** START **

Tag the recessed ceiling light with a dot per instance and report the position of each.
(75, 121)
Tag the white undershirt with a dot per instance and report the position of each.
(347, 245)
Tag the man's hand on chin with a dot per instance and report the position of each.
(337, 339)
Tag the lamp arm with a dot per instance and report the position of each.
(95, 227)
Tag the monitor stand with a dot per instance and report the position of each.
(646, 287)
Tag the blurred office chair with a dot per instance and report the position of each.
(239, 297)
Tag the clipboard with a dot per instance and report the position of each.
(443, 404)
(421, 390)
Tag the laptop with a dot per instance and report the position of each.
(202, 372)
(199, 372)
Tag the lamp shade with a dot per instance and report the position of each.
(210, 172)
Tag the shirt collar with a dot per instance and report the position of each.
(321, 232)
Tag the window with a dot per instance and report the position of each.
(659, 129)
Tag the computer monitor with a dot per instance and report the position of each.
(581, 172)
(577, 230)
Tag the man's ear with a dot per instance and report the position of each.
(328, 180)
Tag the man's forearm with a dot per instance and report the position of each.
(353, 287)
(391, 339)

** END **
** START **

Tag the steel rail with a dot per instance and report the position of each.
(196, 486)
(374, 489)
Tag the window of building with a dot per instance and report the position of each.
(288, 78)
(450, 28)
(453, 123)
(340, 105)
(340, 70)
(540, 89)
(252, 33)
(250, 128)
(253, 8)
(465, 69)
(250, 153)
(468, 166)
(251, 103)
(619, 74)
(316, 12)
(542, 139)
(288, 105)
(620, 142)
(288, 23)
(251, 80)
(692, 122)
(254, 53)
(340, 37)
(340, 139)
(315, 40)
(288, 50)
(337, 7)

** END **
** START **

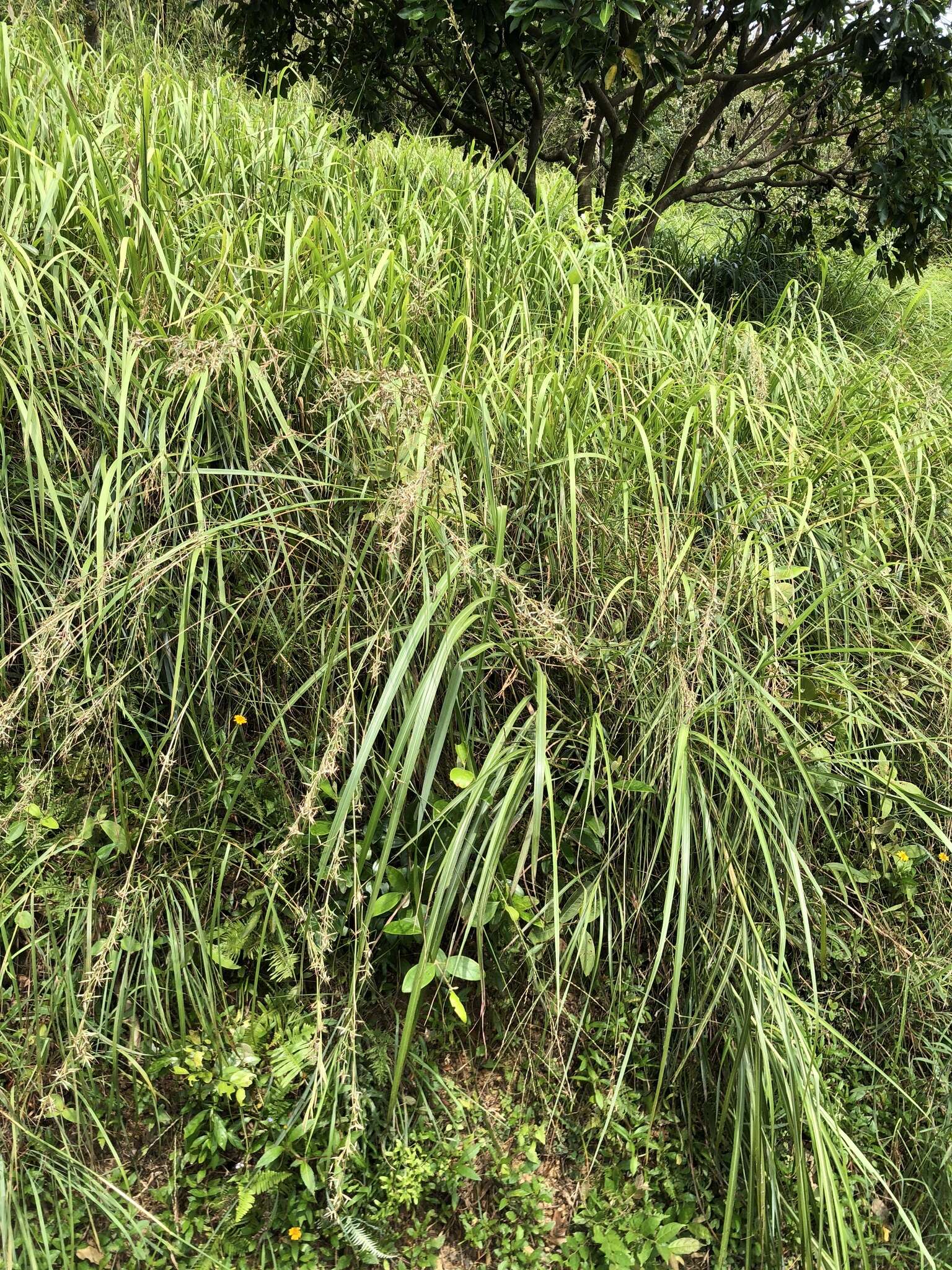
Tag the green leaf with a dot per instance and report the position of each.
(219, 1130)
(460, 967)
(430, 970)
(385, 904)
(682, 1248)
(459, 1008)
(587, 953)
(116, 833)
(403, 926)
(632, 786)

** END **

The request -
Count the lines of the items above that contain the word "window", and give only the number.

Exercise output -
2